Problem details:
Reproduce every one of the entries below word for word, with no changes.

- - - - - - -

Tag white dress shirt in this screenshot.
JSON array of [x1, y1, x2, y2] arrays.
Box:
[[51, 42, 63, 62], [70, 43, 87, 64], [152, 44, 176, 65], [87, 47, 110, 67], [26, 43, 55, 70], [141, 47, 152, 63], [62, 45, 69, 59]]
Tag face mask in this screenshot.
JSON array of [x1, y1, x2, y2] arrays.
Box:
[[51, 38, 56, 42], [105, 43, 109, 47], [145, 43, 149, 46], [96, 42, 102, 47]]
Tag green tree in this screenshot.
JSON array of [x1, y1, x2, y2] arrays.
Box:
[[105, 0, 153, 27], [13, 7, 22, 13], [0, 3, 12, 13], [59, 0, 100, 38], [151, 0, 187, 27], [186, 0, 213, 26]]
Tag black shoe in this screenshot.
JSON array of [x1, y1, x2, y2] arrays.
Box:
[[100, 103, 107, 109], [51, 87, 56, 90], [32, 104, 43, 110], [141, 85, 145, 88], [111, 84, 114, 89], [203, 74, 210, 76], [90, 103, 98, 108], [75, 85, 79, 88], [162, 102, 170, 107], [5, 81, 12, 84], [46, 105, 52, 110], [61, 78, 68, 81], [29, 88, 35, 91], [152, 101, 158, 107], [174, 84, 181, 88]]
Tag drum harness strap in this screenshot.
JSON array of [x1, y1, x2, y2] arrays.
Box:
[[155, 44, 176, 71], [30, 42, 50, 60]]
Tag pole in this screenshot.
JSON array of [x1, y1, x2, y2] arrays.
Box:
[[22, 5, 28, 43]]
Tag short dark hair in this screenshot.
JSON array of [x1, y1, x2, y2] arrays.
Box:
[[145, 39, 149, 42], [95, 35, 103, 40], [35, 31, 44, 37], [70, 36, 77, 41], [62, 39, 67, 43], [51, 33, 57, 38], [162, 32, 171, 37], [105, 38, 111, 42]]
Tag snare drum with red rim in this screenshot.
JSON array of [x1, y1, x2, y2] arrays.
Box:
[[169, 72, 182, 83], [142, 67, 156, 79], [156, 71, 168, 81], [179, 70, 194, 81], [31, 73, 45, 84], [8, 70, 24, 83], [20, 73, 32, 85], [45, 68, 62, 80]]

- - - - - - -

Completed task:
Tag white dress shirt in this screenshot.
JSON array of [x1, y1, x2, y2] arrays.
Box:
[[51, 42, 63, 62], [70, 43, 87, 64], [152, 44, 176, 65], [87, 47, 110, 67], [26, 43, 55, 70], [141, 47, 152, 63], [62, 45, 69, 59]]
Tag face mask in this screenshot.
JSON array of [x1, y1, x2, y2] arrays.
Box:
[[51, 38, 56, 42], [105, 43, 109, 47], [145, 43, 149, 46], [96, 42, 102, 47]]
Tag green tree in this screenshot.
JSON array of [x1, y1, x2, y2] arrays.
Box:
[[105, 0, 153, 27], [13, 7, 22, 13], [0, 3, 12, 13], [59, 0, 100, 38], [151, 0, 187, 27], [186, 0, 213, 26]]
Tag black shoe in this screenshot.
JSON array of [x1, y1, x2, y2] arrays.
Box:
[[100, 103, 107, 109], [51, 87, 56, 90], [32, 104, 43, 110], [141, 85, 145, 88], [111, 84, 114, 89], [203, 74, 210, 76], [90, 103, 98, 108], [75, 85, 79, 88], [162, 102, 170, 107], [5, 81, 12, 84], [46, 105, 52, 110], [61, 78, 68, 81], [29, 88, 35, 91], [152, 101, 158, 107], [174, 84, 181, 88]]
Tag drum harness strap in this screenshot.
JSON array of [x1, y1, x2, y2] arrays.
Box:
[[155, 44, 176, 71], [30, 42, 50, 60]]
Tag pole in this screenshot.
JSON array of [x1, y1, x2, y2] arrays.
Box:
[[22, 5, 28, 43]]
Tag short dark hair in this screenshot.
JSON array of [x1, y1, x2, y2] arrays.
Box:
[[145, 39, 149, 42], [95, 35, 103, 40], [35, 31, 44, 37], [70, 36, 77, 41], [62, 39, 67, 43], [51, 33, 57, 38], [162, 32, 171, 37], [105, 38, 111, 42]]
Tag snare drum with red rim in this screenshot.
JSON array of [x1, y1, x2, y2] arrays.
Box:
[[169, 72, 182, 83], [142, 67, 156, 79], [156, 71, 168, 81], [179, 70, 194, 81], [31, 73, 45, 84], [8, 70, 24, 83], [20, 73, 32, 85], [45, 68, 62, 80]]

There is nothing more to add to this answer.